— start of Page extract —

Bowman v. Kansas City, 41719

Citation361 Mo. 14,233 S.W.2d 26
Decision Date09 October 1950
Docket NumberNo. 41719,41719
PartiesBOWMAN et al. v. KANSAS CITY et al.
CourtUnited States State Supreme Court of Missouri

B. T. Hurwitz and Eugene Taxman, Kansas City, for appellants.

David M. Proctor, City Counselor, Benj. M. Powers, Associate City Counselor, Kansas City, for respondents.

DALTON, Judge.

Action in equity by plaintiffs, as resident taxpayers of Kansas City, Missouri, on behalf of themselves and all others similarly situated, to enjoin Kansas City, the members of the city council, the mayor and other officers, from carrying out or attempting to carry out the terms of an alleged illegal and void ordinance, from appropriating or expending public funds thereunder to purchase described real estate, from expending (for the purpose of establishing parking stations and garages for hire) any bond funds authorized and obtained by said city for trafficways and boulevard improvements, from converting specific real estate to parking station purposes and for other relief. The trial court denied the relief sought and dismissed the petition. Plaintiffs have appealed.

On May 26, 1931, at a special bond election in Kansas City, a bond issue was authorized under Proposition No. 8 'to pay the City's share of the cost of the acquisition of the necessary lands for the opening, widening and establishing of trafficways and boulevards in the City and the improvement of the same for travel including the necessary bridges and viaducts thereon.' An increase in the indebtedness of the city for said purposes in the sum of $8,300,000 was approved. Thereafter, the city adopted an ordinance declaring the result of the special city bond election, authorizing the issuance of bonds, fixing the form thereof, providing for an annual tax to be levied for interest and providing for the payment of principal when due. From the proceeds of this bond issue, the city on June 27, 1935, acquired a tract of land, referred to as the 'Old Convention Hall Site,' being approximately the west 2/3 of the block immediately north of the Municipal Auditorium in Kansas City and separated from the site of Municipal Auditorium by 13th street. The city also acquired other described real estate in that vicinity. It will not be necessary to review subsequent proceedings prior to May 2, 1949, but those interested may refer to Ewing v. Kansas City, 350 Mo. 1071, 169 S.W.2d 897, and Ewing v. Kansas City, 238 Mo.App. 266, 180 S.W.2d 234.

— end of Page extract —

▶ _Work to do_
(1) Answer these from the court opinion:
(a) On what date was the case decided?
(b) What increase in the city's indebtedness was approved at the special bond election?
(c) On what date did the city acquire the 'Old Convention Hall Site'?
(2) Copy word for word the passage of the court opinion that opens with the words containing "Action in equity" and closes with "Plaintiffs have appealed.".
The rows are separate material, unconnected to the court opinion.

— start of Supplied records —

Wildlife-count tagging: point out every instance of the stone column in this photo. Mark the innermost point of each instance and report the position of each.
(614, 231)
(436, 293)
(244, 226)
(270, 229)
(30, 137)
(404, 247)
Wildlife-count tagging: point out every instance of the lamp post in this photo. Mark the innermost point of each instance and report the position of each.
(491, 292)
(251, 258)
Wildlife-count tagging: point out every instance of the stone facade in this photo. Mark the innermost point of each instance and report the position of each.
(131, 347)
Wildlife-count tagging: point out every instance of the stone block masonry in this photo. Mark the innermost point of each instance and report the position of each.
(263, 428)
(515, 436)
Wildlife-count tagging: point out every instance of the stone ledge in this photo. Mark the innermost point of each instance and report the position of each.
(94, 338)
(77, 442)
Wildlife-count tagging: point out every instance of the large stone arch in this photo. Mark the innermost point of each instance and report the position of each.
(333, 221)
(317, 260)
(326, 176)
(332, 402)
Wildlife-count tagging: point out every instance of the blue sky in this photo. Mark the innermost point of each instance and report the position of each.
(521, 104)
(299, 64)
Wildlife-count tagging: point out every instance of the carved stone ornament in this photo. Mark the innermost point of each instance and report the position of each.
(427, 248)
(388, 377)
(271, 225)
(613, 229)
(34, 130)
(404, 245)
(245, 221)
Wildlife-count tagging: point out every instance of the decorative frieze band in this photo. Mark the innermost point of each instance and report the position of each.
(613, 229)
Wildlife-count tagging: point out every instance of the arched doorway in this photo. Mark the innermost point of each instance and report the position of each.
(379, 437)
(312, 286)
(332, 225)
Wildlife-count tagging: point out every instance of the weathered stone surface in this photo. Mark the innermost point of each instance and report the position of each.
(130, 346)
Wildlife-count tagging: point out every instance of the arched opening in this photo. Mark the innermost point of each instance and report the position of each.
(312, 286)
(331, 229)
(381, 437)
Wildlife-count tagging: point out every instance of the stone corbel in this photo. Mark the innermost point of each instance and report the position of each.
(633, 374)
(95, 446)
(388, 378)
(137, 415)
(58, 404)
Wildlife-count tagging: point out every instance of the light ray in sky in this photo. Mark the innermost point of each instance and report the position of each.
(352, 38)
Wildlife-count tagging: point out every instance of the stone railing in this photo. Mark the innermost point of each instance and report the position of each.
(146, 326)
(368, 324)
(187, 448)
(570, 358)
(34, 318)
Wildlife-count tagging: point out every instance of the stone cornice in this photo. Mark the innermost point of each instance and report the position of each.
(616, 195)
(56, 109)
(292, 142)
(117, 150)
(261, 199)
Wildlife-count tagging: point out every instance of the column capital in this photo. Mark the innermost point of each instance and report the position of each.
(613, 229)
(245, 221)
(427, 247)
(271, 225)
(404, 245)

— end of Supplied records —

▶ _Outputs by task_
(1)
(a) 09 October 1950
(b) $8,300,000
(c) June 27, 1935

(2)
Action in equity by plaintiffs, as resident taxpayers of Kansas City, Missouri, on behalf of themselves and all others similarly situated, to enjoin Kansas City, the members of the city council, the mayor and other officers, from carrying out or attempting to carry out the terms of an alleged illegal and void ordinance, from appropriating or expending public funds thereunder to purchase described real estate, from expending (for the purpose of establishing parking stations and garages for hire) any bond funds authorized and obtained by said city for trafficways and boulevard improvements, from converting specific real estate to parking station purposes and for other relief. The trial court denied the relief sought and dismissed the petition. Plaintiffs have appealed.